• **Exercise 1**:
In the passage on project recoveries, copy the text from "To really understand" up to and including "a sick project.".
• **Exercise 2**:
Summarize the passage on project recoveries in two sentences.
• **Exercise 3**:
Carry on the passage about project recoveries, starting after its last sentence.

---------- Supplied passage ----------

Lessons from Project Recoveries

Table of contents:

To really understand what is important for controlling a project, let's review what occurs during a typical project recovery. For clarification, a project recovery is an attempt to turn around a troubled project. If there is ever a case where project control is absolutely critical, it is when you are trying to heal a sick project.

The first thing that senior management will do to recover a project is to make sure there is an effective project manager in charge. This may mean anything from validating the current project manager, bringing in someone new, pulling someone up from the project team, or providing a mentor to the current project leadership. After the project leadership is solidified, most recovery missions will involve the following activities:

  • Review planning principles The planning principles are revisited. A focus is placed on establishing priorities and objectives, clarifying acceptance criteria, gaining consensus, and reviewing roles and responsibilities.
  • Reset baseline As a final step in the re-planning step, key milestones are set and new baselines are set for cost and schedule performance.

---------- Available data ----------

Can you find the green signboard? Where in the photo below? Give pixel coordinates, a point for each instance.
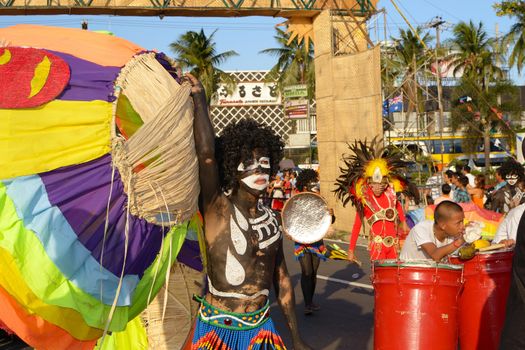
(294, 91)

----------

• **Task response 1**:
To really understand what is important for controlling a project, let's review what occurs during a typical project recovery. For clarification, a project recovery is an attempt to turn around a troubled project. If there is ever a case where project control is absolutely critical, it is when you are trying to heal a sick project.

• **Task response 2**:
A project recovery is an attempt to turn around a troubled project, and senior management starts by making sure an effective project manager is in charge. Once leadership is solidified, most recovery missions revisit the planning principles and then set key milestones and new baselines for cost and schedule performance.

• **Task response 3**:
  • Frequent status checks To facilitate better communications, prevent additional obstacles, reinforce the visibility of the recovery mission, and emphasize individual accountability, team status meetings are conducted daily. In some situations, these checkpoints are even more frequent. It depends on the nature of the project.
  • Aggressive issue resolution One purpose of the frequent status checks is to gain visibility of any new or potential issue. The resolution of any new issue is aggressively pursued. These become top priorities for project leadership.
  • Ensure clarity Another technique normally employed in successful project recoveries is an extra effort to ensure clear understanding of all communications, expectations, and work assignments. When focus and efficiency is of paramount importance, the criticality of clear communications and mutual understanding is obvious.
  • Increase visibility and accountability This has been referenced indirectly already, but it is worth emphasizing again. A major reason that project recoveries often work is because people know they are more accountable for their efforts due to the increased visibility with senior management. For both the individual and the organization, the recovery mission helps to prioritize efforts and align resource allocations.

The Absolute Minimum

At this point, you should have a solid understanding of the following:

  • The principles of project control are prevention, detection, and action.
  • Project control consists of the information systems and the management procedures that allow us to answer the key questions regarding project performance.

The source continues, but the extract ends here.